TASK DETAILS = What lines below include the string "grey"? Pick them out and copy them.

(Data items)
━━━
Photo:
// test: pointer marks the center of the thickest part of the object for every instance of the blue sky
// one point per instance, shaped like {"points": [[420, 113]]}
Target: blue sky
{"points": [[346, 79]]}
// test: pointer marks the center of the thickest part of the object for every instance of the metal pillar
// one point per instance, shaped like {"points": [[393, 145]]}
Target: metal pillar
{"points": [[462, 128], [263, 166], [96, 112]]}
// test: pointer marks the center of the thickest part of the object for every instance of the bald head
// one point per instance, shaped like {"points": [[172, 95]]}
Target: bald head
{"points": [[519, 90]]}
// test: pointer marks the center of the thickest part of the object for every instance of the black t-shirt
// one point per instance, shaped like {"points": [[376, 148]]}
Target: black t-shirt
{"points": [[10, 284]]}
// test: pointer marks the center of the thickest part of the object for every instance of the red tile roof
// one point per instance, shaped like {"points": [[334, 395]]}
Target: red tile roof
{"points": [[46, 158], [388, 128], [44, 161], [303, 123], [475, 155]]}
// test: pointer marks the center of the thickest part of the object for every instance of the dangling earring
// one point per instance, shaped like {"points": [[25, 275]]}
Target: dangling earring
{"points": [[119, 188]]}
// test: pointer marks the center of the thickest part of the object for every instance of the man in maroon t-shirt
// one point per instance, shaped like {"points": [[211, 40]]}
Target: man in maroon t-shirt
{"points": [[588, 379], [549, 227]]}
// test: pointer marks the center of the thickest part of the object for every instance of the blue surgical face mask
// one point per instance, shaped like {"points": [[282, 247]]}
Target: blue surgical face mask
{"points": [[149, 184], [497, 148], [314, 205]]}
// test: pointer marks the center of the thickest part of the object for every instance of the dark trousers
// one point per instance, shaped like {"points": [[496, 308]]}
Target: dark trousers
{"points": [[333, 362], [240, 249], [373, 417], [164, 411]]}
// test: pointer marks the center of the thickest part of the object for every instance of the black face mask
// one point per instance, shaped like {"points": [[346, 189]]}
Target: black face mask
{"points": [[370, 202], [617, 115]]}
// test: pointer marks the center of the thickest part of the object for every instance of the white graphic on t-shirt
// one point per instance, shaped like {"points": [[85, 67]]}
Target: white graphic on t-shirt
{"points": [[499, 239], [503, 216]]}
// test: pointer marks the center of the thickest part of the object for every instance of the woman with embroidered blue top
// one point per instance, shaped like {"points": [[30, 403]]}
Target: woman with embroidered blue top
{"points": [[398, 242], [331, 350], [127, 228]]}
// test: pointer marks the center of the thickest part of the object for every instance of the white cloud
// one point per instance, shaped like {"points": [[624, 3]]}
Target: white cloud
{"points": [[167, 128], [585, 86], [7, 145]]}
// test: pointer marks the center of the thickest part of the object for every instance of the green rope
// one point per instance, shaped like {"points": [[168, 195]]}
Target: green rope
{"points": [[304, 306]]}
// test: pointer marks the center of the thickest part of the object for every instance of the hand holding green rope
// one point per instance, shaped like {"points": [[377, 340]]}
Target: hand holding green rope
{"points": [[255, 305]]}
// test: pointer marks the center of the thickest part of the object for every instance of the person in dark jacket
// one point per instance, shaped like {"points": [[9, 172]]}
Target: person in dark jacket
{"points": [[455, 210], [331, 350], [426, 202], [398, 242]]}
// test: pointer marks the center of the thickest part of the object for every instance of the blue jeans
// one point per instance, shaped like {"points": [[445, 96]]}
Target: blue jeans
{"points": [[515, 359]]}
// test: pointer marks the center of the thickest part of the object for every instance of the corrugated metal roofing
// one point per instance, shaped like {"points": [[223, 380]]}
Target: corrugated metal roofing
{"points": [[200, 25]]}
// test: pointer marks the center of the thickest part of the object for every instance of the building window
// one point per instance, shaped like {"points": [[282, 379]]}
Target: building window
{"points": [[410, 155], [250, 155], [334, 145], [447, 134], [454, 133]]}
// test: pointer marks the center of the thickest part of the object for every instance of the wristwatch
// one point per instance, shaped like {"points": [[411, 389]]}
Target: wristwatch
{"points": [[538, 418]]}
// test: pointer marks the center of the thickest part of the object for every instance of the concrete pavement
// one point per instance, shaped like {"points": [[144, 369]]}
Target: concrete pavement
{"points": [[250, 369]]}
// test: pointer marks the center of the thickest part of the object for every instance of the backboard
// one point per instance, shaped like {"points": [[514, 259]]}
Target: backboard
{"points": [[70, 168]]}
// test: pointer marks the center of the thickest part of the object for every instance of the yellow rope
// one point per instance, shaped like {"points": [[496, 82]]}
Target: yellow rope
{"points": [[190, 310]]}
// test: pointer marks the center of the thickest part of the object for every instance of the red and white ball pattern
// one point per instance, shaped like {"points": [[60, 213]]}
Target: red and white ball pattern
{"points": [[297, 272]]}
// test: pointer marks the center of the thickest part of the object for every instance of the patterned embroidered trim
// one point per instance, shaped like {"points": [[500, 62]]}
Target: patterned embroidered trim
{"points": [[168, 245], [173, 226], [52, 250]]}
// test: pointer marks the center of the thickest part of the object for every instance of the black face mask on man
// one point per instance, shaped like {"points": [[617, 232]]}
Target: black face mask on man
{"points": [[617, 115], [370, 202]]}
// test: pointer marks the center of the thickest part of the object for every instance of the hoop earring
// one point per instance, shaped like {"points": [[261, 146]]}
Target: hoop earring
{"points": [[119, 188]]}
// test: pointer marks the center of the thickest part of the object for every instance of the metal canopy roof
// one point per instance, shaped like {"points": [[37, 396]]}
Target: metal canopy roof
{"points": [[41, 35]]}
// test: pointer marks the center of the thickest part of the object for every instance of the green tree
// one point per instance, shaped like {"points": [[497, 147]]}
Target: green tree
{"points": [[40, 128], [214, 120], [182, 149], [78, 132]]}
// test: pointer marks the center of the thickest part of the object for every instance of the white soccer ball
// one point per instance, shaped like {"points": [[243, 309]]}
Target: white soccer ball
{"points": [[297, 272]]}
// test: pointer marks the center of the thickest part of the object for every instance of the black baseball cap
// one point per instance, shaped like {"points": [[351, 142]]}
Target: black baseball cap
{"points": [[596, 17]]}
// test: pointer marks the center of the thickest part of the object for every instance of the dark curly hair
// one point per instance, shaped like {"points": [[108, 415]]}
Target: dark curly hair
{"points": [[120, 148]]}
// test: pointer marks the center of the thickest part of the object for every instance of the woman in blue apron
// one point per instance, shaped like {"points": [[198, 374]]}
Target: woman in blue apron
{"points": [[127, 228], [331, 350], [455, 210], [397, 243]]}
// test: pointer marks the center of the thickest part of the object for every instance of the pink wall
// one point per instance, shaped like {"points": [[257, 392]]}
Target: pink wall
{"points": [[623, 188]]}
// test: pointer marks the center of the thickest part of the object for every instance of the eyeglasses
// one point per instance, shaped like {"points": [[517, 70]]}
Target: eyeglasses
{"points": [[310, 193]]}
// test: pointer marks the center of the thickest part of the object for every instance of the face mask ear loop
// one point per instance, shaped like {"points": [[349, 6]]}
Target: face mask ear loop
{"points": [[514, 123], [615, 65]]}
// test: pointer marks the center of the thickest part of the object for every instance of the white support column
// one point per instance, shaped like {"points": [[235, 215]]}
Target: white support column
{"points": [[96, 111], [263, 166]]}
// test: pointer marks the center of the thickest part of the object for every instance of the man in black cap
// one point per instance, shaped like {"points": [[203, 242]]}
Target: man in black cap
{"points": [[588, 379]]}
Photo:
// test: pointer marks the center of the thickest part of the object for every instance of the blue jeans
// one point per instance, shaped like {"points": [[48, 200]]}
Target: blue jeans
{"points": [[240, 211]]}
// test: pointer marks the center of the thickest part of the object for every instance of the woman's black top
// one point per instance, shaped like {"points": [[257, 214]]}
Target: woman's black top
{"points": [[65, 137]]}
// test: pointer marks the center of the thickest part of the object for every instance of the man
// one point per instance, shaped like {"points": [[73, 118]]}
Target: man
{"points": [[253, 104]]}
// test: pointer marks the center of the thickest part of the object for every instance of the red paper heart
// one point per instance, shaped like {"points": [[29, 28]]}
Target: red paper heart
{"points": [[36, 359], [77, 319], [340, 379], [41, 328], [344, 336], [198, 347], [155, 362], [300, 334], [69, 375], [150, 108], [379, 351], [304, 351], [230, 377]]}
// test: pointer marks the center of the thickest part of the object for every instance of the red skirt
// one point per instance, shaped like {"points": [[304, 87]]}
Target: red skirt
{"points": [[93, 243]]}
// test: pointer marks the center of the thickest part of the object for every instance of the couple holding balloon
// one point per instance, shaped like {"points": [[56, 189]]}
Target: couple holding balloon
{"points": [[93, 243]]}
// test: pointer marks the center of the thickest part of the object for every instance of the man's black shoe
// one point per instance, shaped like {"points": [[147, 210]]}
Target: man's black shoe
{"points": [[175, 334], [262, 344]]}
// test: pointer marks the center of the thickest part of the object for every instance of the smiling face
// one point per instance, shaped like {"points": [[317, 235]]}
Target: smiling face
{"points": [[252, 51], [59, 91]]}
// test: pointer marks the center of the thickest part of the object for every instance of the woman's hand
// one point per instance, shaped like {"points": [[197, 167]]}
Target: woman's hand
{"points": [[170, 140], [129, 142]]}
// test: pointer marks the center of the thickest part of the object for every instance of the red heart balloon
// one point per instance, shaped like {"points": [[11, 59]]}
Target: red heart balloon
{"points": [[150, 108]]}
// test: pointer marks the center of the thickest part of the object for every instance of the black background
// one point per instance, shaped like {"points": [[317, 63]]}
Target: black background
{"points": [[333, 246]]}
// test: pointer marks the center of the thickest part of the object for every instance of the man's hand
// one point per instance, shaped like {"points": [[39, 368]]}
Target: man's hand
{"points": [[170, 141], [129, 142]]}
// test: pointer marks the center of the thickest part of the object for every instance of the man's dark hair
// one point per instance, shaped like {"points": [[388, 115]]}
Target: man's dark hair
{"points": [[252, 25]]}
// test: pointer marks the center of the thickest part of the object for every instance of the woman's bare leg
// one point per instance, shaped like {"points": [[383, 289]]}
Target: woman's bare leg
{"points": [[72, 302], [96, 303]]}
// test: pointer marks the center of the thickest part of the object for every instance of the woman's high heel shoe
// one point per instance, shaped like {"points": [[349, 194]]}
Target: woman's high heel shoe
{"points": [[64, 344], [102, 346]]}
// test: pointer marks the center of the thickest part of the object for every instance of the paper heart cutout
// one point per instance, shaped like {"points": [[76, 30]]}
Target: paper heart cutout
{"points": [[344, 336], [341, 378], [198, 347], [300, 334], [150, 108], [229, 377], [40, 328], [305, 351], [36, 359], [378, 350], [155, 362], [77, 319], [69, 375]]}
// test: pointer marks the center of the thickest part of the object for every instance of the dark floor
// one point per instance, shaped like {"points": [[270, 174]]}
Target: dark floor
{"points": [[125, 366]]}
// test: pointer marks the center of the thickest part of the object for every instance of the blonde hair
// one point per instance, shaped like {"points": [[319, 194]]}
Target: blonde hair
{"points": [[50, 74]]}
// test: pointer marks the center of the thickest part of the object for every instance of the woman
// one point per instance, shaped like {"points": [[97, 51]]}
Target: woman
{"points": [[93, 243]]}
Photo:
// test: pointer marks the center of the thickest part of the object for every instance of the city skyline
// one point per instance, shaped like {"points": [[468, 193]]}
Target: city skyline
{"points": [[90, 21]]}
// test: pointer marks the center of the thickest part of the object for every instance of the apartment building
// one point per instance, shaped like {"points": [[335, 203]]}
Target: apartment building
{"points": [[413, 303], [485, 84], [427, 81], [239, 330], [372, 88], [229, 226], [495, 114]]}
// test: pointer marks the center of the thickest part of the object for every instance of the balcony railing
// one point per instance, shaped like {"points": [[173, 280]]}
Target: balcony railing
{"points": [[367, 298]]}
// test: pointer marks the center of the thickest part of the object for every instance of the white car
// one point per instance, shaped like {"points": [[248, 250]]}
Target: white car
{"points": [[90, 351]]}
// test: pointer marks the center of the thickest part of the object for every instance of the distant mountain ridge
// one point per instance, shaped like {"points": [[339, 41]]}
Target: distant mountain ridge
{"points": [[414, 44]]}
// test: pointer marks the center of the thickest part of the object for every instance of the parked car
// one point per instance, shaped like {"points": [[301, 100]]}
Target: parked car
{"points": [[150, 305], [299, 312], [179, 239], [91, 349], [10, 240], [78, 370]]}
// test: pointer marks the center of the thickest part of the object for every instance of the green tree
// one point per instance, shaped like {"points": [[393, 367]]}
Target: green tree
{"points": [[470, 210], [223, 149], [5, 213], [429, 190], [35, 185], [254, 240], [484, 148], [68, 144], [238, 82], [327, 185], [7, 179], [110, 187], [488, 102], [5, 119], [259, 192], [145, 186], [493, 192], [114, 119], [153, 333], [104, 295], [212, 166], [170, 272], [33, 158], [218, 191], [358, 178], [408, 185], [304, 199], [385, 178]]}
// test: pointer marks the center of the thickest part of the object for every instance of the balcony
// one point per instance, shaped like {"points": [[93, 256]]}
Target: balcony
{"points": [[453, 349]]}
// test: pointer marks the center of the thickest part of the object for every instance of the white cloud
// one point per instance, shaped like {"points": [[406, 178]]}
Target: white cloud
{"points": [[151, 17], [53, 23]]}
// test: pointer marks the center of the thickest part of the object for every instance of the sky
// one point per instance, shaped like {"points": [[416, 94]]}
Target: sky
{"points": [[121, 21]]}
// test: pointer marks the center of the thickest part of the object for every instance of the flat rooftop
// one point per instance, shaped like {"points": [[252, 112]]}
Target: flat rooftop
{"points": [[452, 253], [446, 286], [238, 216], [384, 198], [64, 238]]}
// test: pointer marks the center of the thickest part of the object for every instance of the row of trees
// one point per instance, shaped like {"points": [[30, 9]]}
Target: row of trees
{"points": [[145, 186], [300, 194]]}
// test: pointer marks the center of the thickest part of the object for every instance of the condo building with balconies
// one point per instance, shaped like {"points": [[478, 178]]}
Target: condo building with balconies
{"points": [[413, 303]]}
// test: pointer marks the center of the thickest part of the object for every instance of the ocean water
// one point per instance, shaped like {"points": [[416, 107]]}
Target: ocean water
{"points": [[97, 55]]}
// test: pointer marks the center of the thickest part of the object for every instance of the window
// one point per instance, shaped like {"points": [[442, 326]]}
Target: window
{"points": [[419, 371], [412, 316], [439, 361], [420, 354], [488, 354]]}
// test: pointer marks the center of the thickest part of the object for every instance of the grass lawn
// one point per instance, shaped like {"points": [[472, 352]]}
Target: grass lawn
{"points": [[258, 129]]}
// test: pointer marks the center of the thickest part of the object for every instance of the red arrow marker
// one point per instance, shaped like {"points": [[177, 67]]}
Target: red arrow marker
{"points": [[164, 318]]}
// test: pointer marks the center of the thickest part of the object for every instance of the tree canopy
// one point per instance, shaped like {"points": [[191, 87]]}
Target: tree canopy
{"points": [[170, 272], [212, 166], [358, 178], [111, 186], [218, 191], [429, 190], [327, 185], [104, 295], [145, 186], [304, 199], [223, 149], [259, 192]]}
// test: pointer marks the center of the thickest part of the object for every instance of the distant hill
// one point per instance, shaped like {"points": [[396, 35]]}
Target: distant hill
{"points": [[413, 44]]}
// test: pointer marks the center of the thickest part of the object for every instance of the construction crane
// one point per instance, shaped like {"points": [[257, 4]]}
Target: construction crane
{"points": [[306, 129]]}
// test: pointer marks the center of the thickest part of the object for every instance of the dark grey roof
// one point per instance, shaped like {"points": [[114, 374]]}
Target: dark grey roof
━━━
COMPLETED TASK =
// test: pointer marks the center of the thickest part of the object for every instance of the dark grey roof
Target: dark grey roof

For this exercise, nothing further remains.